* [READING TEXT]
┌──

Five months into the Jamboree Journey, last weekend two of the Gloucestershire Unit found themselves in Manchester on a Scouts Speak Up course, and I took the opportunity to find out how the preparations for the Jamboree were going.
The Scouts Speak Up course is designed to give young people the confidence to talk about scouting and promote what they’re up to, and so Sunday morning was the perfect opportunity to put their new skills to the test .
Rachel applied for the Jamboree because she thought it would be the “ultimate adventure” and has not been disappointed! Her biggest fear was meeting so many new people and some of the training has been geared towards making this easier. At a unit training camp in June the participants were paired up with someone they didn’t know and had to spend the morning with them. This pushed people out of their comfort zone, but by the end of the morning everyone was thoroughly enjoying it. The bonding on the first day allowed them to pack the lunches on the second, and even the rain couldn’t dampen their spirits!

└──

* [WORKING DATA]
┌──

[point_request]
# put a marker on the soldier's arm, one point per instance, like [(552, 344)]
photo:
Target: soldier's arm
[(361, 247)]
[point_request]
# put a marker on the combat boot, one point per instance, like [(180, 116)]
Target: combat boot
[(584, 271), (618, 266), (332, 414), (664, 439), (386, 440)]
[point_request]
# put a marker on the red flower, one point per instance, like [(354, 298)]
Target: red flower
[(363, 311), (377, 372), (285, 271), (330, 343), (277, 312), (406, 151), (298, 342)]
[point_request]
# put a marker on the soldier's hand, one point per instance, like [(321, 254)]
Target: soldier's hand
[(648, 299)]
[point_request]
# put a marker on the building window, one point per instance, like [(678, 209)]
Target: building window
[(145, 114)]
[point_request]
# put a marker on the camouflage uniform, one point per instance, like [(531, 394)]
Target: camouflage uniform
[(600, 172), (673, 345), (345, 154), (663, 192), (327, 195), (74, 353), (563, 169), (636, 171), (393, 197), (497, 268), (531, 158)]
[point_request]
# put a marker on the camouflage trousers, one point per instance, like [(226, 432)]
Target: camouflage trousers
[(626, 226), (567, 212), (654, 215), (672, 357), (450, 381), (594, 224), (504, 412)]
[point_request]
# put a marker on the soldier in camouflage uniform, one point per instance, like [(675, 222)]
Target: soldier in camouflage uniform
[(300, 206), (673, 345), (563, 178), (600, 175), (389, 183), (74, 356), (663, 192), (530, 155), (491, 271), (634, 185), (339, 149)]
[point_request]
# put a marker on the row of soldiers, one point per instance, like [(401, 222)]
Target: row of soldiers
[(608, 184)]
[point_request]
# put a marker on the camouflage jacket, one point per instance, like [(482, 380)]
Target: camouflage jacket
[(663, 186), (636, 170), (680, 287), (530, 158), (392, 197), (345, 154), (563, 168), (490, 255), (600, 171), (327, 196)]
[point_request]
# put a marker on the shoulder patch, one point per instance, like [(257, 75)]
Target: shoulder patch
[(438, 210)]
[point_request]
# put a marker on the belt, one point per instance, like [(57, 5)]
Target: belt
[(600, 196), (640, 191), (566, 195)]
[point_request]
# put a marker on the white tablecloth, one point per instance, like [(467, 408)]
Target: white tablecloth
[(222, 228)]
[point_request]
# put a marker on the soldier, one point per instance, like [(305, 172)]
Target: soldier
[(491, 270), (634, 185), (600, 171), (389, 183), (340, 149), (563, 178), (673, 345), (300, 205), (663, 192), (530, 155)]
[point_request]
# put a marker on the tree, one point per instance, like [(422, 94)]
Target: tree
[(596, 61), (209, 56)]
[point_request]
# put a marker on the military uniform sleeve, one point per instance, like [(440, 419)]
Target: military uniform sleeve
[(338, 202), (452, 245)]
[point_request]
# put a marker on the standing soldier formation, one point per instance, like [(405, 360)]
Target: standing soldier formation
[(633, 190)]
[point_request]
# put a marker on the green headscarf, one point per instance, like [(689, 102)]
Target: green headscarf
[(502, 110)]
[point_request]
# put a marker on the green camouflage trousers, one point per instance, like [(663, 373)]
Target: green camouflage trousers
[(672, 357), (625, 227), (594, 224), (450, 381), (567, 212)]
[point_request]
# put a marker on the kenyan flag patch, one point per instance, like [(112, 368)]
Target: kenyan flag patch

└──

* [REQUESTS]
**a)** In the rows, from the start up to and including the line with "224), (504, 412)]", replace "combat boot" with "military boot" and leave everything else as it is.
**b)** Extend the piece about the Gloucestershire Unit's Jamboree preparations from the point where it ends.
The rows are unrelated to the text about the Jamboree preparations.

* [SOLVED PROBLEMS]
**a)**
[point_request]
# put a marker on the soldier's arm, one point per instance, like [(552, 344)]
photo:
Target: soldier's arm
[(361, 247)]
[point_request]
# put a marker on the military boot, one point per instance, like [(180, 116)]
Target: military boot
[(584, 271), (618, 266), (332, 414), (664, 439), (386, 440)]
[point_request]
# put a marker on the red flower, one point per instance, like [(354, 298)]
Target: red flower
[(363, 311), (377, 372), (285, 271), (330, 343), (277, 312), (406, 151), (298, 342)]
[point_request]
# put a marker on the soldier's hand, one point per instance, like [(321, 254)]
Target: soldier's hand
[(648, 299)]
[point_request]
# put a marker on the building window, one point per instance, like [(678, 209)]
Target: building window
[(145, 114)]
[point_request]
# put a marker on the camouflage uniform, one point per instance, like [(531, 394)]
Target: camouflage uniform
[(600, 172), (673, 345), (345, 154), (663, 192), (327, 195), (74, 353), (563, 169), (636, 171), (393, 197), (497, 268), (531, 158)]
[point_request]
# put a marker on the camouflage trousers, one point per instance, like [(226, 432)]
Target: camouflage trousers
[(626, 226), (567, 212), (654, 215), (672, 357), (450, 381), (594, 224), (504, 412)]

**b)**
The unit packing lunch – 2000 to go!
The Jamboree is still a year away, but Rachel pre-empted the course and has already been using her skills to give her Jamboree experience back to the community, running Japanese evenings at Beavers and Guides. The unit has recently acquired ‘Japan in a Box’ – a box they can bring to your group to share their experiences and they look forward to hearing from you.
I also got a chance to ask Ned what he’s been doing to help raise the money needed for the Jamboree, which not only pays for himself but also goes towards subsidising the Jamboree for scouts from less fortunate countries.
In addition to helping at unit fundraisers, Ned told me he’s “changes his life quite a bit” and taken a job as a butcher’s boy every Saturday. This bold step means Ned knows exactly what he’ll raise before we go to Japan, and is a great way to not only get to Japan but also to do something that will have a lasting impact for Ned in the future.
Before letting them go to continue preparing their final presentation for the course I asked if they’d managed to use any Jamboree skills in their everyday life. Confidence was the fastest answer I got, but Ned summed it up best: “I’ve managed to use the skills at school, like for giving presentations to year sevens on how to revise”, something he thinks the Speak Out course will help even more. The Jamboree Journey already giving something back!
Ned and Rachel loving the camera!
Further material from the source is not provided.